Short task:
Copy out only the material starting with the line with "y=407, one point per instance." and going on through the line with "x=259, y=163", swapping "drill" for "exercise" and leaving everything else as it is.

Data provided:
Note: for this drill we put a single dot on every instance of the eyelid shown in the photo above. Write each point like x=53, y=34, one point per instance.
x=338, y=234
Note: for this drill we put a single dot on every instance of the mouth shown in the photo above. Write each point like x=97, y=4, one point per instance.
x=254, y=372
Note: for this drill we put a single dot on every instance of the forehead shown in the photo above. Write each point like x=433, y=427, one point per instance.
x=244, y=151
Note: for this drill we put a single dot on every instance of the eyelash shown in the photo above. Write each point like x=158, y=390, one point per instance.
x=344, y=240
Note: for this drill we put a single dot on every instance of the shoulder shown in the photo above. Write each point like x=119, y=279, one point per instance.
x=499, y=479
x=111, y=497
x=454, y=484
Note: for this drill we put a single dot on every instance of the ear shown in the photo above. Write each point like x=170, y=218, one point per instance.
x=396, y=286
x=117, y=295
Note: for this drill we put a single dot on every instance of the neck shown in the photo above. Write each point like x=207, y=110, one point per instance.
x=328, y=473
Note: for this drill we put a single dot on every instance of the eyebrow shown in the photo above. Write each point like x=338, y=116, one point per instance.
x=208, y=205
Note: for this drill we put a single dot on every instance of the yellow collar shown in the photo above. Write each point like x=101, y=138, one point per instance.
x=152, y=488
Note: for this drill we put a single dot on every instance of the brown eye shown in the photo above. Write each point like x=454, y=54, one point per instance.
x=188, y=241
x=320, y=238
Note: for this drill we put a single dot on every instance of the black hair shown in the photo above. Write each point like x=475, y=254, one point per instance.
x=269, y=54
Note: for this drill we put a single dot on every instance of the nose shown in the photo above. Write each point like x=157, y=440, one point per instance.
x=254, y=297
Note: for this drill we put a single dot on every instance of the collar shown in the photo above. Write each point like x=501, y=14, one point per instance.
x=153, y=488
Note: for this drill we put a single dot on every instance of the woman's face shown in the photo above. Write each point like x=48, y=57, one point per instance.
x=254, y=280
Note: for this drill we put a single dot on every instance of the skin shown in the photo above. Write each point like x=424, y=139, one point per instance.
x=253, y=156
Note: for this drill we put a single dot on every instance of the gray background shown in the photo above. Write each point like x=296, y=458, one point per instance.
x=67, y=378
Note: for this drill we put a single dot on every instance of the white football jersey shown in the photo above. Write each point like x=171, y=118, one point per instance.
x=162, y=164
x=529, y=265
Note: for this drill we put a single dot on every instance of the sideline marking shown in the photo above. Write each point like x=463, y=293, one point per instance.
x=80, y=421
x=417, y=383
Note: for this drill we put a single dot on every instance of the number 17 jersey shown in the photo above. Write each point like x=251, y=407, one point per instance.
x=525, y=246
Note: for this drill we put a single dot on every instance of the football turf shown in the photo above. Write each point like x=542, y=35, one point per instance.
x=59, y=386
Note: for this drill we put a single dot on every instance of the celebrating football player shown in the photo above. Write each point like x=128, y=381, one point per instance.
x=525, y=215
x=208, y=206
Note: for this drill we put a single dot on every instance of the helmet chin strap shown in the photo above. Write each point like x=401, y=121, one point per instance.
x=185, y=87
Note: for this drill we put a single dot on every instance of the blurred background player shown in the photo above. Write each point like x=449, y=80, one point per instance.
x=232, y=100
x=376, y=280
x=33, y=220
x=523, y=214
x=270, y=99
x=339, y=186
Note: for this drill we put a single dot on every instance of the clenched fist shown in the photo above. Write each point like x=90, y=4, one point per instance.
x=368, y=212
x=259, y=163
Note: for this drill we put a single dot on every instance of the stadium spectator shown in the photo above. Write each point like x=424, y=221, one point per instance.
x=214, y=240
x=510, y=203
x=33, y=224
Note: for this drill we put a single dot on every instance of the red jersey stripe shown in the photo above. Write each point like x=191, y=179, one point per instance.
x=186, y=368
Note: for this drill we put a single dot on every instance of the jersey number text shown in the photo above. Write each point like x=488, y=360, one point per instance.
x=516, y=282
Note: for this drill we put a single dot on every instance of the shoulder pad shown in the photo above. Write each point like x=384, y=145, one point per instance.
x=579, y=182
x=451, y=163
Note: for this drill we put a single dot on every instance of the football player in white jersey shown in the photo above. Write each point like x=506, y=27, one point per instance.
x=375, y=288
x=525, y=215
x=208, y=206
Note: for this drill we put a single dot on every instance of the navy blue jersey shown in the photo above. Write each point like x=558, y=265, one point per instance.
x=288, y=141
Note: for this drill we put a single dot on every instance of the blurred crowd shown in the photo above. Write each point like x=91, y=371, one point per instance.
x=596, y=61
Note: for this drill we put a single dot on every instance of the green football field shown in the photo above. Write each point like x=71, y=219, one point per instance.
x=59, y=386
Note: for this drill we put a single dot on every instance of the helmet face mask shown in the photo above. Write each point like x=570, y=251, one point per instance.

Output for this exercise:
Note: for this exercise we put a single dot on every instance of the number 17 jersey shown in the photo above. Write each point like x=251, y=407, one point per instance.
x=525, y=246
Note: for this exercise we put a single dot on every instance of the football turf shown in the photo above. Write each point like x=542, y=35, one point per instance.
x=59, y=386
Note: for this exercise we put a single dot on every instance of the celebrating football player shown in the photo above. Write each point like x=128, y=381, one point per instance.
x=525, y=215
x=208, y=206
Note: for this exercise we put a single dot on every instance of the helmet chin strap shown in the photo above. Write each point like x=401, y=121, one point per instance.
x=185, y=87
Note: for this exercise we put a single dot on every instance of the blurred background player shown in the photo above. Write each point like x=449, y=80, one point per instance.
x=232, y=100
x=376, y=280
x=33, y=220
x=523, y=214
x=270, y=99
x=339, y=186
Note: for this exercise we put a single dot on every instance of the clenched fist shown in the photo above. Write each point like x=90, y=4, one point per instance.
x=368, y=212
x=259, y=163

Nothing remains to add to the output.